> _Given task_: Please recast the rows below as a numbered list, dropping any blank lines.

-- Start Records --

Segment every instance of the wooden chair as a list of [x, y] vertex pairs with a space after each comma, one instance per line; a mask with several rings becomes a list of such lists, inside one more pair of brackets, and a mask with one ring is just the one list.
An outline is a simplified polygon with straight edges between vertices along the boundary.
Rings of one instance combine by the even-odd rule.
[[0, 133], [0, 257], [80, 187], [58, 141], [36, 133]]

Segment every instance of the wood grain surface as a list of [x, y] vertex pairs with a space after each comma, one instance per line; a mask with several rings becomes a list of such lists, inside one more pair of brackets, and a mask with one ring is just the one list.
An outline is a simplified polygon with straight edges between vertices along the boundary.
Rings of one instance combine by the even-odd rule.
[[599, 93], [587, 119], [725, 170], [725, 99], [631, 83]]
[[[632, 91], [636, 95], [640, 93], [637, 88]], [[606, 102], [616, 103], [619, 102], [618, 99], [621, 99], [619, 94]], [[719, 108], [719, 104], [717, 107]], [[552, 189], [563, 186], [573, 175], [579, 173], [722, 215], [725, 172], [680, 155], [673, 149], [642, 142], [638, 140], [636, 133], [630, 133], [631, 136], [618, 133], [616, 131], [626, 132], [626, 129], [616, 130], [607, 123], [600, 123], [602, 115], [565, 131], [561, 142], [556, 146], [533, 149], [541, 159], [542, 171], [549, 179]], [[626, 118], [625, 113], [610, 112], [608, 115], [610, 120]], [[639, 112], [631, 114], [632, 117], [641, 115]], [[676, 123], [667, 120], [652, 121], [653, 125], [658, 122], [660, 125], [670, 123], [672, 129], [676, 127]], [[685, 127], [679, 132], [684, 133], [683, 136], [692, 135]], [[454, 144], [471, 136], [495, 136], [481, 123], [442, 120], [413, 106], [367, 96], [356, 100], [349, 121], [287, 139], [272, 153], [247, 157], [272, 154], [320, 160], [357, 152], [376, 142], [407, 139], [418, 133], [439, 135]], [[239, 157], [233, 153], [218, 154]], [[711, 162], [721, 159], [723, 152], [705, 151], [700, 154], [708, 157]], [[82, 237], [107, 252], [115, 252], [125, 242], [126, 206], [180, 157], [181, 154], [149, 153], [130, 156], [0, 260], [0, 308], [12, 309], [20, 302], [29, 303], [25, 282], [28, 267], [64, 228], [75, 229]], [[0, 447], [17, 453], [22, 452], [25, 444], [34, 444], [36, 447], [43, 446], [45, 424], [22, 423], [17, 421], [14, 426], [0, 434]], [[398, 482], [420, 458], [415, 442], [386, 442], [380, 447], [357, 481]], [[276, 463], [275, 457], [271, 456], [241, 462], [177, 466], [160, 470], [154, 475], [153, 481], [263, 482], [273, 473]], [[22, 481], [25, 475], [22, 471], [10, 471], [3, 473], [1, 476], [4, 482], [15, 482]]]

-- End Records --

> _The result_:
1. Segment every instance of the wooden chair as a list of [x, y] vertex pairs with a space after each comma, one instance per line; a mask with several rings becomes a list of such lists, inside one more pair of brackets, and a mask with one ring is just the one list.
2. An outline is a simplified polygon with straight edges between vertices along the boundary.
3. Rings of one instance combine by the even-odd rule.
4. [[0, 133], [0, 257], [80, 187], [58, 141], [36, 133]]
5. Segment every instance of the wood grain surface as a list of [x, y] vertex pairs with a space after each comma, one instance per line; a mask with several rings becomes a list of such lists, inside one more pair of brackets, and a mask with one ring is just the one list.
6. An outline is a simplified polygon with straight edges between vertices along the boundary.
7. Rings of one instance combine by the even-odd rule.
8. [[599, 93], [587, 119], [725, 170], [725, 99], [631, 83]]
9. [[[632, 91], [636, 95], [640, 93], [637, 88]], [[606, 102], [616, 103], [619, 102], [618, 99], [621, 99], [619, 94]], [[719, 108], [719, 104], [717, 107]], [[552, 189], [563, 186], [573, 175], [579, 173], [722, 215], [725, 172], [680, 155], [673, 149], [642, 142], [638, 140], [636, 133], [630, 133], [631, 136], [618, 133], [616, 131], [626, 132], [626, 129], [616, 130], [607, 123], [600, 123], [602, 115], [565, 131], [561, 142], [556, 146], [533, 149], [541, 159], [542, 171], [549, 179]], [[626, 118], [625, 113], [610, 112], [608, 115], [610, 120]], [[639, 112], [631, 114], [632, 117], [641, 115]], [[676, 123], [667, 120], [652, 121], [653, 125], [658, 122], [660, 125], [670, 123], [672, 129], [676, 127]], [[685, 127], [679, 132], [684, 133], [683, 136], [692, 135]], [[454, 144], [471, 136], [495, 136], [481, 123], [442, 120], [413, 106], [367, 96], [356, 100], [349, 121], [287, 139], [272, 153], [247, 157], [272, 154], [320, 160], [357, 152], [376, 142], [407, 139], [418, 133], [439, 135]], [[239, 157], [233, 153], [218, 154]], [[711, 162], [721, 159], [723, 152], [705, 151], [700, 154], [708, 157]], [[82, 237], [107, 252], [115, 252], [125, 242], [126, 206], [180, 157], [181, 154], [149, 153], [130, 156], [0, 260], [0, 308], [12, 309], [20, 302], [29, 303], [25, 282], [28, 267], [64, 228], [75, 229]], [[0, 447], [17, 453], [22, 452], [25, 444], [34, 444], [36, 447], [43, 446], [45, 424], [22, 423], [17, 421], [14, 426], [0, 434]], [[398, 482], [420, 458], [415, 442], [386, 442], [380, 447], [357, 481]], [[276, 463], [275, 457], [271, 456], [241, 462], [177, 466], [160, 470], [154, 475], [153, 481], [263, 482], [273, 473]], [[22, 481], [25, 475], [22, 471], [10, 471], [3, 473], [1, 476], [4, 482], [15, 482]]]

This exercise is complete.